Instrução: Transcreva, do trecho sobre a armadilha nos projetos de Inteligência Artificial, a parte entre "Isso pode acontecer" e "muito bem definido.", inclusive.

Trecho fornecido:
________________________
Há uma armadilha escondida nos projetos de Inteligência Artificial que pode colocar a empresa no caminho errado quanto à extração de valor de suas informações. Essa armadilha é sutil e se configura quando o foco está totalmente na precisão dos modelos de previsão e não no impacto comercial em si.
Se fala muito na parte técnica dos dados – como se a discussão ficasse apenas no ‘meio’ e não evoluísse para ‘o fim’ – como se um cientista de dados, ao se deparar com as complexidades do seu modelo, se questionasse em algum momento: “por que mesmo que estou fazendo esse trabalho?”
Isso pode acontecer com as organizações que investem em dados sem perceber totalmente seu potencial para gerar impacto nos negócios. Elas embarcam na construção de uma solução de Inteligência Artificial super moderna, discutindo amplamente o que querem prever e se aprofundando na precisão do modelo, mas sem um padrão de ação muito bem definido.
O caminho deveria ser justamente o contrário: se concentrar nos resultados de negócios desejados e nas ações que um projeto de Inteligência Artificial indica que devem ser tomadas para atingir esses objetivos.
“Todos os modelos estão errados, mas alguns são úteis” –
George EP Box, estatístico.
A Netflix caiu na armadilha
Não é segredo que Netflix é obcecada por modelos de aprendizado de máquina, inclusive já contamos aqui no blog como a empresa de streaming os utiliza para distribuir milhares de trailers e também como aplica Data Science na prática.
Em 2006, a empresa anunciou um prêmio US$ 1 milhão para quem melhorasse a precisão de seu algoritmo de recomendação até então utilizado – o Cinematech – em 10%. O desafio se alastrou globalmente entre os profissionais da área e mais de 40.000 equipes se inscreveram. A competição durou três anos e apenas duas equipes ultrapassaram o limite de precisão, com o vencedor premiado apresentando uma melhoria de precisão de 10,06% no algoritmo de recomendação.
Mas a Netflix descartou o algoritmo vencedor! O motivo? Os custos de engenharia e a complexidade desse algoritmo eram altos demais para sua melhoria de precisão. Em vez disso, a empresa implantou um algoritmo de classificação inferior, que entregou “apenas” 8,43% de melhoria na precisão. Por quê? Era mais simples e mais barato de implementar e ainda assim lhes davam grande vantagem competitiva. Na verdade, foram investidas mais de 2.000 horas para chegar à combinação final de 107 algoritmos.
A armadilha foi que, em 2009, momento em que esta jornada de 3 anos do concurso terminou, o modelo de negócios da Netflix havia mudado do aluguel de DVD para o streaming, diminuindo assim a utilidade desses algoritmos. O ROI do projeto já não valia à pena.
________________________
Material fornecido:
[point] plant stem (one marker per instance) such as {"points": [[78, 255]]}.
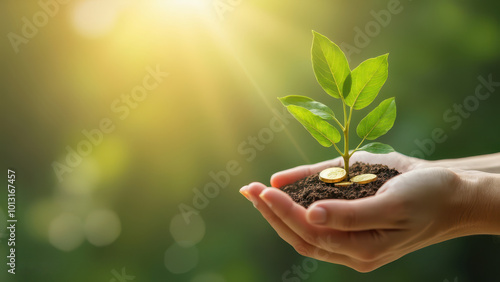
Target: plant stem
________________________
Resposta à tarefa:
Isso pode acontecer com as organizações que investem em dados sem perceber totalmente seu potencial para gerar impacto nos negócios. Elas embarcam na construção de uma solução de Inteligência Artificial super moderna, discutindo amplamente o que querem prever e se aprofundando na precisão do modelo, mas sem um padrão de ação muito bem definido.